───── TEXT SECTION ─────

Making a long-distance relationship work

How to make a long-distance relationship work?

This is one of the biggest struggles that any couple will ever have to work through. When your better half resides miles away, so many thoughts go through your mind. You begin searching within yourself for answers and start asking yourself, “how to make a long-distance relationship work?”

Anxiety takes over when they don’t respond to your last text or don’t answer when you call. You start asking yourself, “What are they doing? Who are they with? Why are they ignoring me? Are they blowing me off?”

When you fall in love with someone, you vow that you would do anything to make it work with them. Nothing could ever stand in the way of what you both want, not even long distance. So, the question remains, how to make a long-distance relationship work?

You must be committed.

There are many factors that come into play in order to make a long-distance relationship work. The foundation for success is built on three main components: trust, faith and communication. Without all of those working together, the relationship is sure to be doomed.

Trust is the key element to any type of relationship, intimate or not. Without trust, the relationship will be held at arm’s length. It is a natural feeling to not allow anyone you don’t trust to get too close to you, that’s just common sense. If you aren’t willing to trust who you are with to make wise decisions when you are not around, it might be time to walk away.

Faith falls into the same category as trust; however, faith is something that you must have in yourself. You must maintain faith in yourself and in the relationship itself. Trust yourself to make the right decisions when your spouse isn’t around. Let’s face it, temptation is everywhere, and the devil has honed his skills in that department. Have faith in your relationship and that will be your soldiers on the front line.

 Communication is a must when it comes to any relationship. Lack of communication becomes frustrating, and nobody likes to play guessing games in a relationship. Communication is important in any relationship; it is even more necessary when you factor in distance on top of it. When you are ignored or feel like you are being blown off, suspicious minds prevail, and your conscience will eat you alive.

───── GIVEN INFORMATION ─────

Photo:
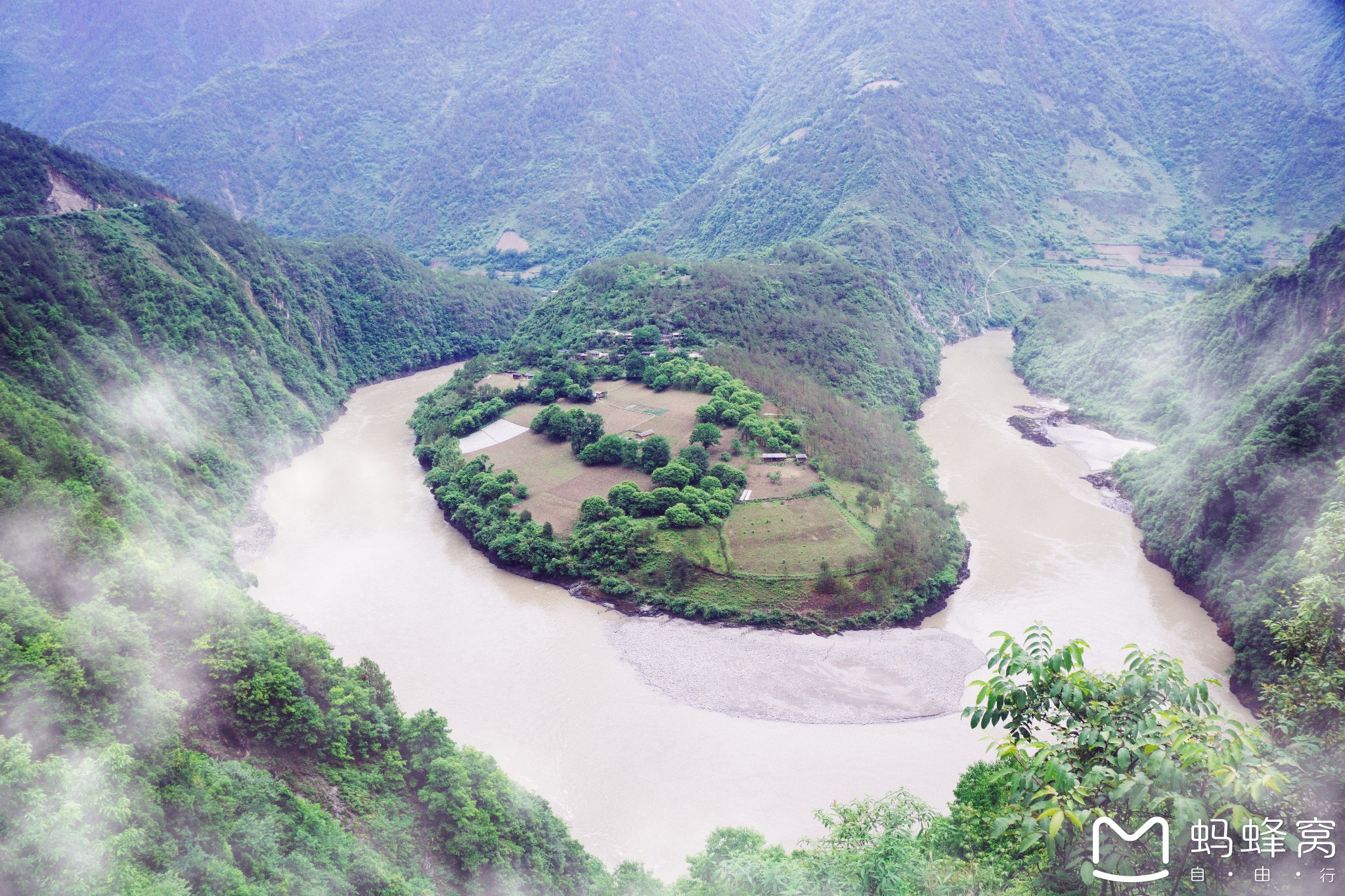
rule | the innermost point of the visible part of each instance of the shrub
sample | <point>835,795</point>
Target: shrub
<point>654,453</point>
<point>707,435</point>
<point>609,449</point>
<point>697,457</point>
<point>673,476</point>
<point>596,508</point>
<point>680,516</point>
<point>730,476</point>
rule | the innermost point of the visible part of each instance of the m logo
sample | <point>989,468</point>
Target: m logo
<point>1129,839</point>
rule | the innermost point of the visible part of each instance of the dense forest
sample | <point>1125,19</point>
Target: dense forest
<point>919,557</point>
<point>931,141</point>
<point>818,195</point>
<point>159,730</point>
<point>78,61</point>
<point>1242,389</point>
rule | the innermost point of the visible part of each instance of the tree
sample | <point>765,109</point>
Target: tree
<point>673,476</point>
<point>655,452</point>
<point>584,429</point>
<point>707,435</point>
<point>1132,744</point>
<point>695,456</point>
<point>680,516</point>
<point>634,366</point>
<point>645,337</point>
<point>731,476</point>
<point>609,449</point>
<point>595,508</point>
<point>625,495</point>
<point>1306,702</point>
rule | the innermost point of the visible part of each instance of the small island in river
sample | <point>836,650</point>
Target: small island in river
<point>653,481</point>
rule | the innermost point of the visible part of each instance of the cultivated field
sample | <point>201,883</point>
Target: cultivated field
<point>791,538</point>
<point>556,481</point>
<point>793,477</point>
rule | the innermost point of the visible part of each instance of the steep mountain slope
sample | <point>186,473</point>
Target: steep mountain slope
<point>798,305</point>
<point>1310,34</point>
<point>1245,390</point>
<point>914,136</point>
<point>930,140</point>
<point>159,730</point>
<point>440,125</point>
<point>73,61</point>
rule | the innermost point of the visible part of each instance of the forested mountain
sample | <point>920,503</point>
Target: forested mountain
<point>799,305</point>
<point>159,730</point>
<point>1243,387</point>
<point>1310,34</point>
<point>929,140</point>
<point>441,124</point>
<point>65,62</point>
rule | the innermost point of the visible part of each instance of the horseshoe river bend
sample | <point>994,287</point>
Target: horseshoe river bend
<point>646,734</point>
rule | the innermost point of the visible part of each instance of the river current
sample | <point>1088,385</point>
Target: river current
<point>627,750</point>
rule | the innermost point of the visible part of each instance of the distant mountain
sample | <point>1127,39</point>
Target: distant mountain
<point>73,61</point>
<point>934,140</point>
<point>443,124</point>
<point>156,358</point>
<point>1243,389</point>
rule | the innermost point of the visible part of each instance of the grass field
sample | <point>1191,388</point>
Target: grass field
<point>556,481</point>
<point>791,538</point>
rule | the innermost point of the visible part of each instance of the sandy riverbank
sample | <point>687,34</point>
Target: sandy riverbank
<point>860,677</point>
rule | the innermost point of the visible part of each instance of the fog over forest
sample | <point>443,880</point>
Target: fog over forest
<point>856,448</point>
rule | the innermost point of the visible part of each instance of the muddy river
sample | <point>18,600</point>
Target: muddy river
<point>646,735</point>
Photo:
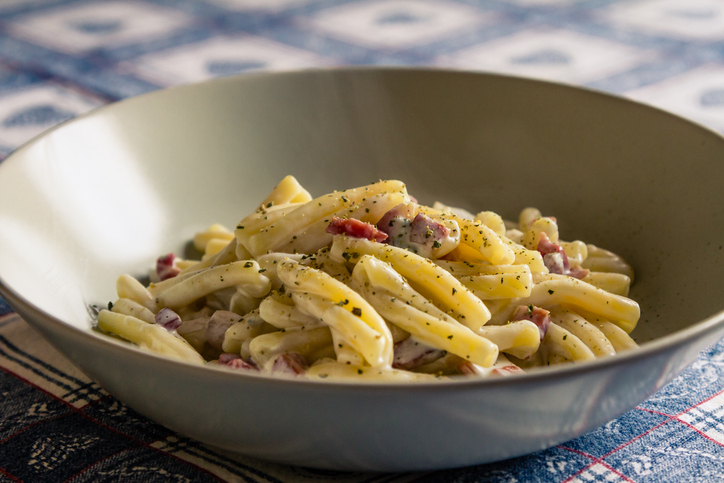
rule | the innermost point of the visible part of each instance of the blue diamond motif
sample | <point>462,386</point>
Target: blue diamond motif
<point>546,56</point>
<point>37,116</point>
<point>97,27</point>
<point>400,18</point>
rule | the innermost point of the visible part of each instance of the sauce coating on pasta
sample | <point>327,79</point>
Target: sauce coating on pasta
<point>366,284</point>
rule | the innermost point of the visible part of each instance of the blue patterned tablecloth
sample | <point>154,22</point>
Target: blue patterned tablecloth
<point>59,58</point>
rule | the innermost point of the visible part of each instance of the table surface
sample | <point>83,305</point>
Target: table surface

─────

_TASKS TO PERFORM_
• A. From the long-distance relationship article, extract the passage that begins at the words "There are many" and stops after the words "to walk away.".
• B. Answer these questions using the long-distance relationship article:
(i) Which three main components does it name as the foundation for success?
(ii) According to it, what happens to a relationship without trust?
(iii) In whom does it say faith is something you must have?

_ANSWERS FOR THIS EXERCISE_
• A.
There are many factors that come into play in order to make a long-distance relationship work. The foundation for success is built on three main components: trust, faith and communication. Without all of those working together, the relationship is sure to be doomed.

Trust is the key element to any type of relationship, intimate or not. Without trust, the relationship will be held at arm’s length. It is a natural feeling to not allow anyone you don’t trust to get too close to you, that’s just common sense. If you aren’t willing to trust who you are with to make wise decisions when you are not around, it might be time to walk away.

• B.
(i) Trust, faith and communication.
(ii) It will be held at arm's length.
(iii) In yourself.